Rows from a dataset
----------
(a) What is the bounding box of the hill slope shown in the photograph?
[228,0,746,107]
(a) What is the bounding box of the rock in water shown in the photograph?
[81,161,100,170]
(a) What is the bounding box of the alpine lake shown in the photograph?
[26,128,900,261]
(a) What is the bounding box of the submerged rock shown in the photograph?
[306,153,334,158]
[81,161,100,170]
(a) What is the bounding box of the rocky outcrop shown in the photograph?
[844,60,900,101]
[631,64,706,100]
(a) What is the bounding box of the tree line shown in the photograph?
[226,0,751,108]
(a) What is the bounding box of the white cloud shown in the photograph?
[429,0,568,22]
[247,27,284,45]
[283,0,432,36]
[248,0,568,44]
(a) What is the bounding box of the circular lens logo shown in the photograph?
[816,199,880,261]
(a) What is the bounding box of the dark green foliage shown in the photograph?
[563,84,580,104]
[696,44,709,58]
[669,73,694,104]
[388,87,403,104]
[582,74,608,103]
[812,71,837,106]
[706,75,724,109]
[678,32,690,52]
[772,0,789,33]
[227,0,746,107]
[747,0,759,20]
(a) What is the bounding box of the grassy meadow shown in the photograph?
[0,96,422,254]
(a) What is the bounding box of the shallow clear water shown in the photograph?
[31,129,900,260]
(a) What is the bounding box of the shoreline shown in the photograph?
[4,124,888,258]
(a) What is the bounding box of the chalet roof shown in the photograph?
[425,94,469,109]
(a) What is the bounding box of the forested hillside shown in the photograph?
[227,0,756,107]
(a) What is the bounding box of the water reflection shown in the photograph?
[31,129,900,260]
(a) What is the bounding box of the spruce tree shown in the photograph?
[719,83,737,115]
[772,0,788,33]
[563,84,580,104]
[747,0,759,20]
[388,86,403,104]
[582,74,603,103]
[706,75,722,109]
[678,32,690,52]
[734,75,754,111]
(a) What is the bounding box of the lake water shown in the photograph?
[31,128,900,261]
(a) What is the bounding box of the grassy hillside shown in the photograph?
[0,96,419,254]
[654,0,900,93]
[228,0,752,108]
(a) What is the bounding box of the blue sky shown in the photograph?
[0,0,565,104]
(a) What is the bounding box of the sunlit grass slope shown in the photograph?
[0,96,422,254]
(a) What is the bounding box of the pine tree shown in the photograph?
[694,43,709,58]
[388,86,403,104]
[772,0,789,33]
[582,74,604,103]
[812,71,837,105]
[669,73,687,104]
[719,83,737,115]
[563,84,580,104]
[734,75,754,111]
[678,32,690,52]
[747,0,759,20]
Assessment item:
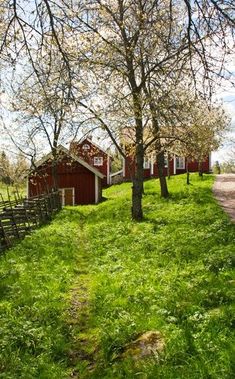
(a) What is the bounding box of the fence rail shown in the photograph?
[0,191,61,251]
----------
What you are asked to do:
Rewrite the data starting at the line containing "(a) What is the bounding box of the chalet" and ending at the end of the data, putting "fir tree" in place of "spruce tree" and keeping everything else the same. Omit the pictures from your answer.

Full output:
(a) What is the bounding box of the chalet roof shown in the photograph?
[425,94,469,109]
(a) What is the bounding box of the forested hillside shown in the photograph?
[227,0,756,107]
(a) What is the bounding box of the water reflection shown in the photograph?
[31,129,900,260]
(a) What is the bounding box of the fir tree shown in the photograph?
[719,83,737,115]
[772,0,788,33]
[563,84,580,104]
[747,0,759,20]
[388,86,403,104]
[582,74,603,103]
[706,75,722,109]
[678,32,690,52]
[734,75,754,111]
(a) What is the bounding box of the lake water shown in the photograph?
[31,128,900,261]
(a) What is the bounding box of the grassy hillside shown in the photograph?
[0,96,419,254]
[654,0,900,93]
[228,0,752,108]
(a) What is the bounding box of the blue sky shown in the photograph?
[0,0,565,104]
(a) What is the bounding box of the sunlit grass slope shown in the photograph?
[0,96,422,254]
(a) What is the bounding box of the pine tree shown in the photograph?
[694,43,709,58]
[388,86,403,104]
[772,0,789,33]
[582,74,604,103]
[812,71,837,105]
[669,73,687,104]
[719,83,737,115]
[563,84,580,104]
[734,75,754,111]
[678,32,690,52]
[747,0,759,20]
Assessment item:
(a) What is the bounding box of the fence rail shown in the photograph?
[0,191,61,251]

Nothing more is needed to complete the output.